컬렉션에서 추출한 데이터:
_ _ _ _ _ _ _

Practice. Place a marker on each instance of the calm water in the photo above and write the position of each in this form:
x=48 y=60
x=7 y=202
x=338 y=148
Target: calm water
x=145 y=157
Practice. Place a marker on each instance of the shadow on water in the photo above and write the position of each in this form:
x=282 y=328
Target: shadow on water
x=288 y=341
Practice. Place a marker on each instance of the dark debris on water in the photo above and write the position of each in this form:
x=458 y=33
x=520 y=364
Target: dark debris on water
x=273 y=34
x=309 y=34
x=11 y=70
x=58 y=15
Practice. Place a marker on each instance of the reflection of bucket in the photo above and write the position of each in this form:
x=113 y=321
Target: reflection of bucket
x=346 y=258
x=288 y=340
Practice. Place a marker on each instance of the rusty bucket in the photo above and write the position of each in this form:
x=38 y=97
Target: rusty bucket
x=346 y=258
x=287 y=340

_ _ _ _ _ _ _

## 지시 사항
위 목록 전체를 처음부터 끝까지 한 글자도 바꾸지 말고 그대로 옮겨 적으십시오.

## 예제 풀이
Practice. Place a marker on each instance of the calm water in the photo above and write the position of each in this form:
x=48 y=60
x=7 y=202
x=338 y=148
Target: calm water
x=145 y=157
Practice. Place a marker on each instance of the shadow on water in the photo above and write the position of each in this form:
x=282 y=328
Target: shadow on water
x=288 y=341
Practice. Place a marker on each instance of the dark debris on water in the photo above and write the position of each in this form:
x=458 y=33
x=520 y=364
Target: dark debris on water
x=273 y=34
x=309 y=34
x=11 y=70
x=58 y=15
Practice. Place a marker on each instance of the reflection of bucket in the photo above and write the position of each in this form:
x=113 y=321
Target: reflection of bucket
x=346 y=258
x=288 y=340
Practice. Place a marker on each instance of the rusty bucket in the photo above and write the position of each in this form:
x=38 y=97
Target: rusty bucket
x=346 y=258
x=287 y=340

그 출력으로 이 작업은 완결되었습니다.